▶ **Short exercise**: Rewrite every line of the rows below, requests included, and shift each point coordinate in the answers by adding 125 to it.

Rows contained in a dataset
● ● ● ●
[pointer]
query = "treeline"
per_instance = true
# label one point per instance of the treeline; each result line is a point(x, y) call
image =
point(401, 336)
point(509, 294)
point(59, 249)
● ● ● ●
▶ **Solution to this exercise**:
[pointer]
query = "treeline"
per_instance = true
# label one point per instance of the treeline; each result line is a point(x, y) call
image =
point(526, 461)
point(634, 419)
point(184, 374)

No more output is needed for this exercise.